[Action item] Whenever a line in the following entries includes "ridge", tally it. Report nothing except the final count.

[Source records]
↓↓↓

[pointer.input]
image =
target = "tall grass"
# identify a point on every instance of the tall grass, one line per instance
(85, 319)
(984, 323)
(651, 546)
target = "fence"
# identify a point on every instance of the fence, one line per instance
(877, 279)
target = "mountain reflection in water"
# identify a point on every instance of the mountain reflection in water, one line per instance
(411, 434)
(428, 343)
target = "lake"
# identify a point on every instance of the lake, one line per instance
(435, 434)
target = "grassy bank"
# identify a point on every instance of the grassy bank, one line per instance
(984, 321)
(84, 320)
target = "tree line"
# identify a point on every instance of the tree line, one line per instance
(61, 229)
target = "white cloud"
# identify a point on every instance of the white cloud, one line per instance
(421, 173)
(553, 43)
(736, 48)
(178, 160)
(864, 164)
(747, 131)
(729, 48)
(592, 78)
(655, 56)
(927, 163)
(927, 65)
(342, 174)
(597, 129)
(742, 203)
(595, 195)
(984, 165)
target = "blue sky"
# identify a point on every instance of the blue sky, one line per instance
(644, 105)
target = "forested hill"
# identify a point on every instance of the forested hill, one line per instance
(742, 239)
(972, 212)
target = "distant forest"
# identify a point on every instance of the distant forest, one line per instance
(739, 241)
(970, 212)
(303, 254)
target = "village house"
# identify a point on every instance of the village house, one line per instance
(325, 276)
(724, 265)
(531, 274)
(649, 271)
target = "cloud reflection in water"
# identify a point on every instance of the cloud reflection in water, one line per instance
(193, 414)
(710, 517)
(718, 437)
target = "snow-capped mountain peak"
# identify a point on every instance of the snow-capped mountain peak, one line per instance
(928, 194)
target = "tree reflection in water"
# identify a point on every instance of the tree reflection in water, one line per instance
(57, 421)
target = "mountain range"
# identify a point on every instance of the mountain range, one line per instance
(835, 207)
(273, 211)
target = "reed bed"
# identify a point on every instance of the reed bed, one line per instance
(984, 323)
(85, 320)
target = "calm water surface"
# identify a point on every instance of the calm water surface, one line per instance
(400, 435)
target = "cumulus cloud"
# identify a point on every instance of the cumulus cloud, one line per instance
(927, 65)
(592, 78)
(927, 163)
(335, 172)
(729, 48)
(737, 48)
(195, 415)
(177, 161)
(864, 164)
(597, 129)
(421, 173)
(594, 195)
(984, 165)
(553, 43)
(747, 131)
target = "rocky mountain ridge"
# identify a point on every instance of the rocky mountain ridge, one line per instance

↑↑↑
↓↓↓

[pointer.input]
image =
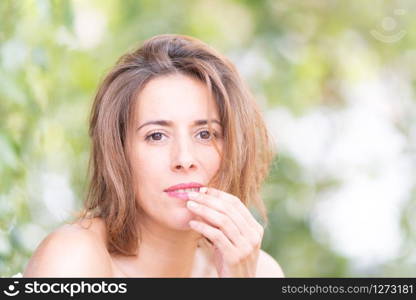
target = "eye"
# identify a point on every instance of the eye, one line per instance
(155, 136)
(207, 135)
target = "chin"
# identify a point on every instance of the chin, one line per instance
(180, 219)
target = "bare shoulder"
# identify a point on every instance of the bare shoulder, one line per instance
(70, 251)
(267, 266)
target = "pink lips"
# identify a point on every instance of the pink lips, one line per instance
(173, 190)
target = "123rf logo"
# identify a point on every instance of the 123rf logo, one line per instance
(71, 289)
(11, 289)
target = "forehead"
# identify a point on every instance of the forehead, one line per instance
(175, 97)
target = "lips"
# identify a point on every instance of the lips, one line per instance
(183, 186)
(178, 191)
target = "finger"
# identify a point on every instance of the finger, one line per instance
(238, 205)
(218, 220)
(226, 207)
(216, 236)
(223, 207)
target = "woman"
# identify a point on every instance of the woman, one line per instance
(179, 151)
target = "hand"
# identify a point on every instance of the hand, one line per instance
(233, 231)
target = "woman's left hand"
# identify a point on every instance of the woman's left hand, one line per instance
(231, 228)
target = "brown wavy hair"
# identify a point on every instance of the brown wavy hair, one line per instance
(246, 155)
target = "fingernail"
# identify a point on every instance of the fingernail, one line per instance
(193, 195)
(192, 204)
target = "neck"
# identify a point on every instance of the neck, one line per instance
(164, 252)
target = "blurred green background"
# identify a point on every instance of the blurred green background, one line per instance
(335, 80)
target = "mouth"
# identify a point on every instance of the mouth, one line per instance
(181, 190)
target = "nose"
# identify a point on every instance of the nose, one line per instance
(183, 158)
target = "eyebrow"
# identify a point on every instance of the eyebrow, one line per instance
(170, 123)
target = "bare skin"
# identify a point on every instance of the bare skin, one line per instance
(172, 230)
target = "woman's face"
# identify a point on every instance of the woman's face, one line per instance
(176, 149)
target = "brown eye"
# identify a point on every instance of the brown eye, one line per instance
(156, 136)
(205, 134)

↑↑↑

[Finished task] 2